[Listing]:
*-*-*

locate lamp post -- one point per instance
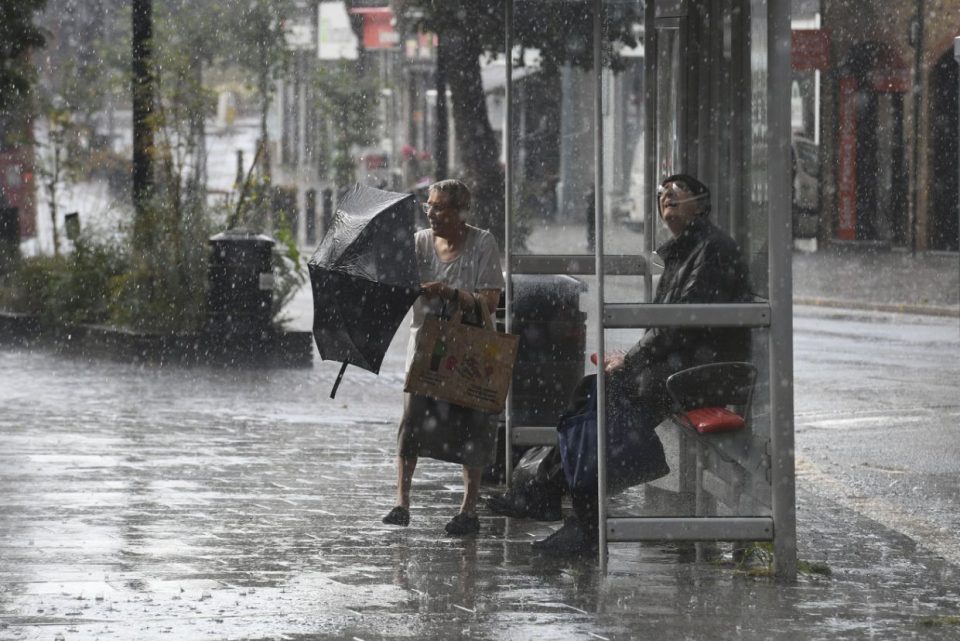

*-*-*

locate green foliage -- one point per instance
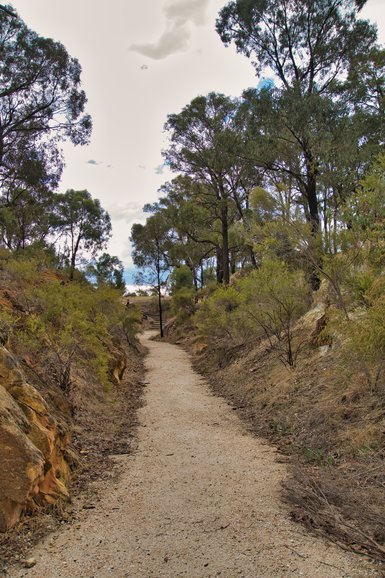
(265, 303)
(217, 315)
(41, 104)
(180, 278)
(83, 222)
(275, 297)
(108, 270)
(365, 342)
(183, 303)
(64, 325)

*-*-*

[To do]: Please count the lines of the items above that contain the word "point" and reply with only that number.

[Expected answer]: 2